* [Exercise goal] Please rewrite the passage about the Two Fat Ladies from "It was just" up to and including "show lives on.", putting "motorcycle" in place of "Triumph Thunderbird".

---------- Passage for review ----------

Eat Smart Mexican Martini (my favorite cocktail thus far)---Juice celery stalks with leaves, cucumbers and lime zest.  Add the juice of one lime.  Chill a martini glass and pour in 1 1/4 ounce of Tequila.  Fill to brim with juice.  If you like a salted rim, coarse ground sea salt will do.

Eat Smart, America!
Buon Appetito e Buona Salute, Chef AngelaB.

Wednesday, November 14, 2012


An Evening With Two Fat Ladies

It was just about this time of year, Fall, of 1996, that two fat ladies named Clarissa Dickson Wright and Jennifer Paterson,  happened on the British culinary scene and through their love of lard and all things fresh, became an overnight sensation.  Wright and Paterson, who were indeed two fat ladies became Two Fat Ladies who rode into the opening scene of every segment of their British cookery show on a Triumph Thunderbird, Wright riding sidecar alongside a goggled and leather helmeted Paterson. Their odd personae, disdain for vegetarianism,  and lack of professional culinary skills did not hurt the popularity of the show which ran for three and a half seasons, until cut short by the death of Jennifer Paterson.  But although there were only twenty-two episodes (ten of which I have not yet seen), the popularity of their show lives on.

---------- Source information ----------

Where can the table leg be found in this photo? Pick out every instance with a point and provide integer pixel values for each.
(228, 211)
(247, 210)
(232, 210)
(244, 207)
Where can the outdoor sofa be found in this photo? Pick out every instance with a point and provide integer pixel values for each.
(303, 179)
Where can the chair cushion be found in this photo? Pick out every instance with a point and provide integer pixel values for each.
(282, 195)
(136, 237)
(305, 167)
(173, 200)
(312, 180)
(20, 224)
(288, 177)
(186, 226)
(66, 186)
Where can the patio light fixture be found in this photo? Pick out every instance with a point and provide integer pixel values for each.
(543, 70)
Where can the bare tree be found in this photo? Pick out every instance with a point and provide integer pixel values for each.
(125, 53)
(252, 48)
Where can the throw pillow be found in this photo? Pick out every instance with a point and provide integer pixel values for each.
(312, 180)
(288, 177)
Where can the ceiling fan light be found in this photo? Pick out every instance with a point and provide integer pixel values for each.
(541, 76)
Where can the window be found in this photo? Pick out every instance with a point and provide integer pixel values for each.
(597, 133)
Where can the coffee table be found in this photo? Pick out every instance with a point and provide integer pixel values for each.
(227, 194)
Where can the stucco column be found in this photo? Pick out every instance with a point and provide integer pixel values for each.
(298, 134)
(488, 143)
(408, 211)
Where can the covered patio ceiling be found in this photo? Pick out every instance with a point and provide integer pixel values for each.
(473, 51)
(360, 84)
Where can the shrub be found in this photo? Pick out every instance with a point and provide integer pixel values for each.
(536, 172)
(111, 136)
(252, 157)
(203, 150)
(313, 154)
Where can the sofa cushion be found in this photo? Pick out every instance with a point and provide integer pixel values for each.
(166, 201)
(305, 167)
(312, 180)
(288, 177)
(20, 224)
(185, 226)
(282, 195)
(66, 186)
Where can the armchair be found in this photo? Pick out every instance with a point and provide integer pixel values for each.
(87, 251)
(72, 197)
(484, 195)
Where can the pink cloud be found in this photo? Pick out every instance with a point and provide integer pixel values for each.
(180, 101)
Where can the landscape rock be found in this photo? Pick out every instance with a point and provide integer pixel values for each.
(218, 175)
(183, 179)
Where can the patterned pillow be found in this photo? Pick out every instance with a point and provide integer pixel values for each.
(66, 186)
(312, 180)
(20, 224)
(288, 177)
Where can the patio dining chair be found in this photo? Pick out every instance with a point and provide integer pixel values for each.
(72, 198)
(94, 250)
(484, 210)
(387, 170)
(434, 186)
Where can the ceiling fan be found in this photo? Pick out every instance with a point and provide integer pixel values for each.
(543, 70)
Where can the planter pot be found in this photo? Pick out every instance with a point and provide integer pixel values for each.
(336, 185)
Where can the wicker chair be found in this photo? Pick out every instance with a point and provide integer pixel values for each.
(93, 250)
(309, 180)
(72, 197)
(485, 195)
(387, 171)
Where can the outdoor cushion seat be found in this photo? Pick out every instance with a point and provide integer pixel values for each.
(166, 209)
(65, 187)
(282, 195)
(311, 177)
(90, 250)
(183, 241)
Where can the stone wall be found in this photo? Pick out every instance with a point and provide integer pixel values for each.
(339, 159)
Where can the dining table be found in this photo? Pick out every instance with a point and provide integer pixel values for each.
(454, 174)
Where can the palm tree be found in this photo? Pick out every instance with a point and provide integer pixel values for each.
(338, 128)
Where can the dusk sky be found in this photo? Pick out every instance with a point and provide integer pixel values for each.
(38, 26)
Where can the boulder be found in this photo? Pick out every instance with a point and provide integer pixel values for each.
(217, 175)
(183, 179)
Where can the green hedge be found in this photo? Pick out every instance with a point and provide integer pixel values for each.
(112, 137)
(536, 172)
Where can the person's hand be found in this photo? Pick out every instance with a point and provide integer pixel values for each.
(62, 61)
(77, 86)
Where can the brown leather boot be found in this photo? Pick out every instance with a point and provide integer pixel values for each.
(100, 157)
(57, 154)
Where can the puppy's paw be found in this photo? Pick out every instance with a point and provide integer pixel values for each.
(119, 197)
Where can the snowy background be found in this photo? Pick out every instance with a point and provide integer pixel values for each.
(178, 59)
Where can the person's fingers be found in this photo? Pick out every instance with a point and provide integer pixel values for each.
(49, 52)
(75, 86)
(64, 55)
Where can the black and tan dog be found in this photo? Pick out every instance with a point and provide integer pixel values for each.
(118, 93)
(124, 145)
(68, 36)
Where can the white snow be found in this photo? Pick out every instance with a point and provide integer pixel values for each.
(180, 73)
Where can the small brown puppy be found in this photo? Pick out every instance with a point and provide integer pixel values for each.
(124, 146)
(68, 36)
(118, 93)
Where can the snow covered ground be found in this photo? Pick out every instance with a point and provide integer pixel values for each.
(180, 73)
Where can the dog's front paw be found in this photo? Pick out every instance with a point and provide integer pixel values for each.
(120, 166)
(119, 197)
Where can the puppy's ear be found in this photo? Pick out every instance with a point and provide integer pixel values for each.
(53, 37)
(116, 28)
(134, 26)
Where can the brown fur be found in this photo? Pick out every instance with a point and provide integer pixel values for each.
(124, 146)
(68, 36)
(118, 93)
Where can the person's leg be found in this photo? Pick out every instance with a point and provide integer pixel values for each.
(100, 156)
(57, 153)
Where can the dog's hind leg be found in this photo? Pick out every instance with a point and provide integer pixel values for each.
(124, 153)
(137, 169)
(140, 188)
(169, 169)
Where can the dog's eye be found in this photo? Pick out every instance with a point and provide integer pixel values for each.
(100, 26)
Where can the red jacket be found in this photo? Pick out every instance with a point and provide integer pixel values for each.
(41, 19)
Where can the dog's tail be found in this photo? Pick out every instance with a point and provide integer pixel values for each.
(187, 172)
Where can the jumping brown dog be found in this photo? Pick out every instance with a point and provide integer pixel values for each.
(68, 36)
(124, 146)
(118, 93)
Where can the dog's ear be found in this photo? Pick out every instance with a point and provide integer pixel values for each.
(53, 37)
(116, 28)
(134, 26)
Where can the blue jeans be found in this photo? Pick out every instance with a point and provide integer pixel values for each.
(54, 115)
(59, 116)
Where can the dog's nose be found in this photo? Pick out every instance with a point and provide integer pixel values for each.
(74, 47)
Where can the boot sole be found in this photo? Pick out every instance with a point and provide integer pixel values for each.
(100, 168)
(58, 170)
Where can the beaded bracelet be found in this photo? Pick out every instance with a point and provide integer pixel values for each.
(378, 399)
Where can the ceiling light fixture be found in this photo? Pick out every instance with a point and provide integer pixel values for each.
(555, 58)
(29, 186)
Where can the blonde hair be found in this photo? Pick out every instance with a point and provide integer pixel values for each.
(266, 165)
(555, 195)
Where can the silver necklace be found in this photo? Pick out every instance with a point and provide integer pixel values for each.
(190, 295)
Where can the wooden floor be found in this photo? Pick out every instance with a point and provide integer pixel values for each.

----------

* [Answer box]
It was just about this time of year, Fall, of 1996, that two fat ladies named Clarissa Dickson Wright and Jennifer Paterson,  happened on the British culinary scene and through their love of lard and all things fresh, became an overnight sensation.  Wright and Paterson, who were indeed two fat ladies became Two Fat Ladies who rode into the opening scene of every segment of their British cookery show on a motorcycle, Wright riding sidecar alongside a goggled and leather helmeted Paterson. Their odd personae, disdain for vegetarianism,  and lack of professional culinary skills did not hurt the popularity of the show which ran for three and a half seasons, until cut short by the death of Jennifer Paterson.  But although there were only twenty-two episodes (ten of which I have not yet seen), the popularity of their show lives on.